_What is needed:_ What is needed here is an exact repetition of the records below, beginning at the line that has "Then locate the music stand tripod" and stopping after the line that has "Then locate the violinist's left".
** Data for analysis follows **
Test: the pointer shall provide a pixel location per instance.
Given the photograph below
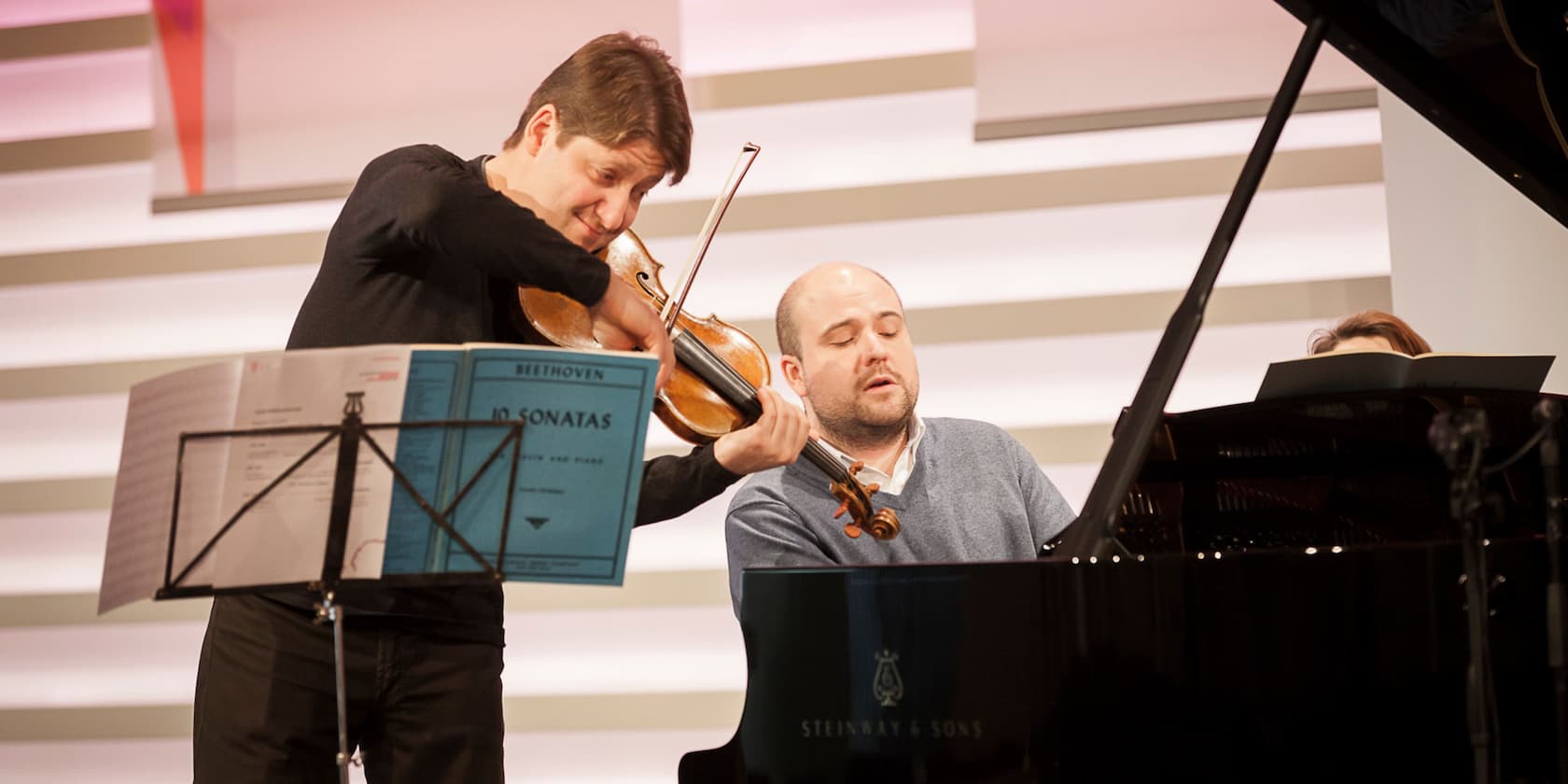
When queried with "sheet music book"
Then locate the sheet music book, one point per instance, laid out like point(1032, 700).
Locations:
point(585, 422)
point(585, 426)
point(1371, 371)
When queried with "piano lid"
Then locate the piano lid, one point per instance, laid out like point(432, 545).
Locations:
point(1490, 74)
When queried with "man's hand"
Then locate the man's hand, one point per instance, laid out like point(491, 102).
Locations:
point(774, 440)
point(624, 320)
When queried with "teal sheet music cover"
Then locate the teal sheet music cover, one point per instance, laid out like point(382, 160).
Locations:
point(583, 428)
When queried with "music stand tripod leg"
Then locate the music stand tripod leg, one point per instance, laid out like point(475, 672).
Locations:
point(331, 612)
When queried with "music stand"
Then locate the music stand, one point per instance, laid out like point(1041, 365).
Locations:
point(348, 435)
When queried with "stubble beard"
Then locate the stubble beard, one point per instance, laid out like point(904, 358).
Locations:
point(860, 427)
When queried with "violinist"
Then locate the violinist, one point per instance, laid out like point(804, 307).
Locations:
point(431, 248)
point(963, 490)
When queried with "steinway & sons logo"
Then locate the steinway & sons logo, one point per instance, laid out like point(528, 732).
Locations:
point(888, 686)
point(888, 689)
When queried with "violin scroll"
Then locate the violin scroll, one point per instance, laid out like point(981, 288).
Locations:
point(857, 499)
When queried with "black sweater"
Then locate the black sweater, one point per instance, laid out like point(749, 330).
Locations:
point(426, 251)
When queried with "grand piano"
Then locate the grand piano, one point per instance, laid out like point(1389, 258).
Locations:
point(1266, 592)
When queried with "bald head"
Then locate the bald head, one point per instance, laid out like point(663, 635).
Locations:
point(825, 279)
point(848, 357)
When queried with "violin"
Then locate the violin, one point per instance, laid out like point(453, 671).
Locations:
point(719, 367)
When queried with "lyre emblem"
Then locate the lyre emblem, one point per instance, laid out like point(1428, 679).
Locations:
point(888, 686)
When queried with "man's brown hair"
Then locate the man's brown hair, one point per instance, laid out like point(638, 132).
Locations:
point(617, 90)
point(1372, 323)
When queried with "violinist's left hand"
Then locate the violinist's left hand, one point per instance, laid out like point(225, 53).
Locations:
point(775, 440)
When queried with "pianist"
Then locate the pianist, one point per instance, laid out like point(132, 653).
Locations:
point(1369, 329)
point(963, 490)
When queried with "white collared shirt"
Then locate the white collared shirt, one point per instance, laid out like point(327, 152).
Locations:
point(901, 469)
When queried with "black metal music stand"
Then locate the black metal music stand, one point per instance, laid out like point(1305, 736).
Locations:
point(348, 435)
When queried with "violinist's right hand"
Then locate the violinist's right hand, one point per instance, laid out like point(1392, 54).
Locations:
point(624, 320)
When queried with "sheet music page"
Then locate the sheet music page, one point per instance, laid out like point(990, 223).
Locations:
point(198, 399)
point(283, 539)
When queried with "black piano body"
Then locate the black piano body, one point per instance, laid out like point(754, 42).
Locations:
point(1289, 610)
point(1289, 604)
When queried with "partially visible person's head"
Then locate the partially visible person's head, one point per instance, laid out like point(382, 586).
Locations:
point(1369, 329)
point(846, 350)
point(599, 132)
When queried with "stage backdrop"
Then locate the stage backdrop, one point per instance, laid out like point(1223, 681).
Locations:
point(273, 101)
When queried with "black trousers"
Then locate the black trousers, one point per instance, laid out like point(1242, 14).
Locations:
point(421, 707)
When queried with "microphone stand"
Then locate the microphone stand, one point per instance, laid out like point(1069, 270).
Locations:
point(1460, 438)
point(1547, 416)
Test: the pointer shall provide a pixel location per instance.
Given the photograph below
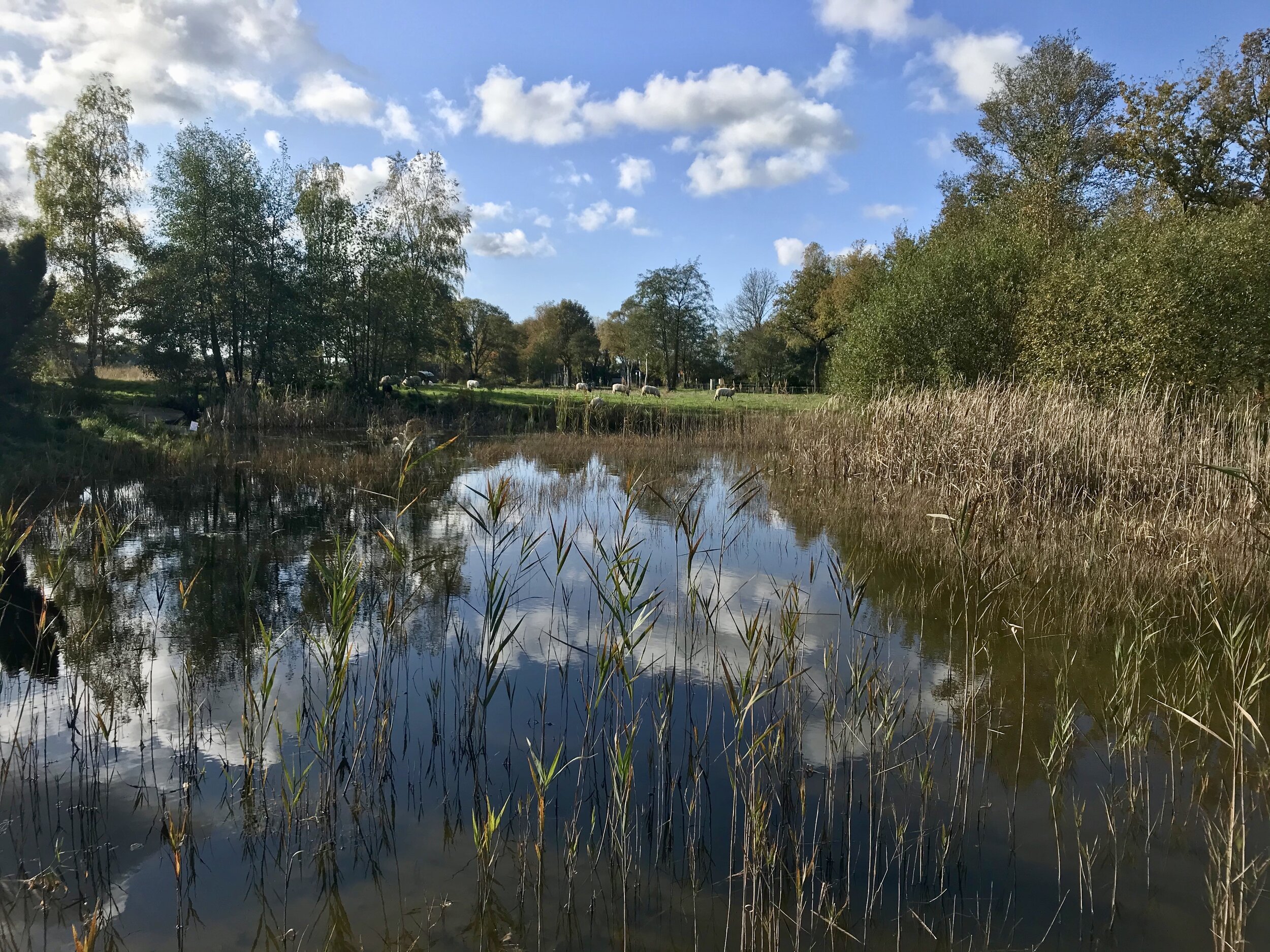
** End of Data for analysis **
_Solved exercise:_
Then locate the music stand tripod leg, one point per instance, laid out like point(475, 672).
Locations:
point(331, 612)
When queried with "music stand"
Then locate the music stand, one point per instance, laid out like point(1041, 365).
Locations:
point(348, 435)
When queried with "stubble beard"
Then locate the stubble beard, one point per instance, laid out like point(904, 358).
Locations:
point(860, 427)
When queried with "violinist"
Then locate the violinist, one point per instance, laid out like point(804, 307).
Locations:
point(431, 248)
point(963, 490)
When queried with "steinway & sons logo"
Then locate the steinway & sons logo, one point per instance, laid out like point(528, 732).
Locations:
point(888, 686)
point(888, 689)
When queried with "violin scroll"
Then locate the violin scroll, one point per instance, laid out like point(981, 288).
Locations:
point(857, 499)
When queried with "black sweater"
Then locate the black sweater, one point per instance, laid out like point(749, 330).
Locations:
point(426, 251)
When queried with "grand piano"
Then locate the grand piano, one point per instance, laid out like point(1389, 258).
Locations:
point(1266, 592)
When queried with "bald head"
Then locate the bald head, one point per instance, laid out like point(663, 635).
Locations:
point(825, 279)
point(848, 357)
When queried with "violin"
Then locate the violin, one point per instance, laid out like point(453, 671).
Locations:
point(719, 367)
When queried with "lyre emblem"
Then locate the lyre emblem, one point per instance, laid out like point(1428, 679).
Locations:
point(888, 686)
When queried with "man's brown hair"
Then locate the man's brown hair, one point per instance, laid out like point(638, 132).
Locations:
point(617, 90)
point(1372, 323)
When queried with "violinist's left hand"
Then locate the violinist's left hand, one point per instance, laid out like point(225, 53).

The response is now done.